Document excerpt »
----

It's been a rough week so far for Canadian cannabis stocks. Shares of Canopy Growth (CGC) were plunging 19.1% for the week as of the market close on Thursday, according to data from S&P Global Market Intelligence. Cronos Group (CRON -0.82%) stock was down 22%. Hexo's (HEXO) shares were sinking 27.2%. And Sundial Growers (SNDL -2.62%) and Tilray (TLRY -0.97%) were falling 18.5% and 15.8%, respectively.
What's behind these big declines? Barclays (BCS 1.75%) analyst Guarav Jain initiated coverage on three of the marijuana stocks on Thursday. He assigned underweight ratings (the equivalent of a sell recommendation) to Cronos and Tilray. He gave an equal-weight rating (equivalent to a hold) to Canopy Growth. Jain said that the prospects for Canopy, Cronos, and Tilray are limited because of the relatively small size of the Canadian legal cannabis market.
It makes sense that Cronos and Tilray would fall after the negative Barclays outlook for the stocks. But why did the others tumble also?
There's a simple explanation for Canopy Growth. Jain set a price target for the stock that's well below the range where Canopy has been trading. His equal-weight recommendation accompanied by a pessimistic price target didn't exactly thrill investors.
We don't have to think overly hard to figure out why Hexo and Sundial plunged, either. Both companies focus on the Canadian cannabis market and have the same limited growth prospects that Jain thinks Canopy, Cronos, and Tilray face.
But is Jain correct? Probably so. The big growth opportunity for cannabis is in the U.S. None of the Canadian companies can enter the U.S. marijuana market currently because of federal laws.
The major Canadian players could strike deals with U.S. multi-state operators (MSOs), as Canopy Growth has already done. However, Jain thinks that those deals help the U.S. cannabis companies a lot more than they do the Canadian companies. He's right.
Also, the valuations of these MSOs tend to be much lower than those of their Canadian counterparts. Combined with the stronger growth opportunities in the U.S. market, this makes the U.S. cannabis stocks much more attractive than Canopy, Cronos, Hexo, Sundial, or Tilray.
The obvious way that these Canadian stocks could rebound is if federal cannabis reform in the U.S. opens the door for the companies to enter the U.S. market. But that might take longer than expected even with some recent progress.
In the meantime, all five companies need to execute well in their core Canadian markets. Some of them, notably Canopy Growth and Tilray, also have opportunities in the European medical cannabis markets.

----

Your goal »
In the cannabis stock article, what rating did the Barclays analyst assign to Canopy Growth? Rely only on the cannabis stock article for what follows.

Source data »
----

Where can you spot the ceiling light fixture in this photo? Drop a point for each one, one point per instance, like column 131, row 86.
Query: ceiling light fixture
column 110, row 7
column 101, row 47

----

Solution to this exercise »
An equal-weight rating, the equivalent of a hold.